==== Dataset rows

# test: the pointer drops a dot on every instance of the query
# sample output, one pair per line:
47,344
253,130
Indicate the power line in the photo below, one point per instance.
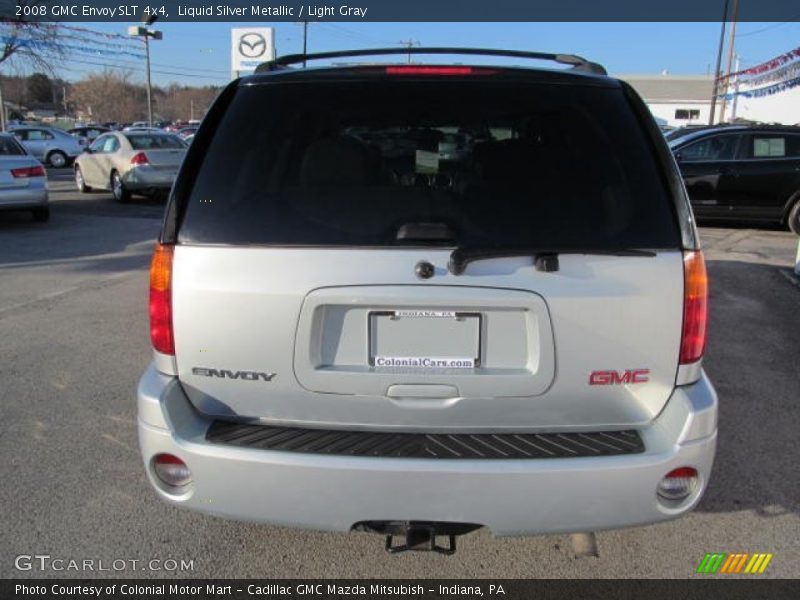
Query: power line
128,66
769,27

========

Write out all of the lines above without changing a character, and leave the picture out.

# test: the pointer drops a dot on every instance of the query
# sample output, one pair per line:
47,344
253,130
Indicate the power line in the photo below, one point per instance.
Query: power line
128,66
769,27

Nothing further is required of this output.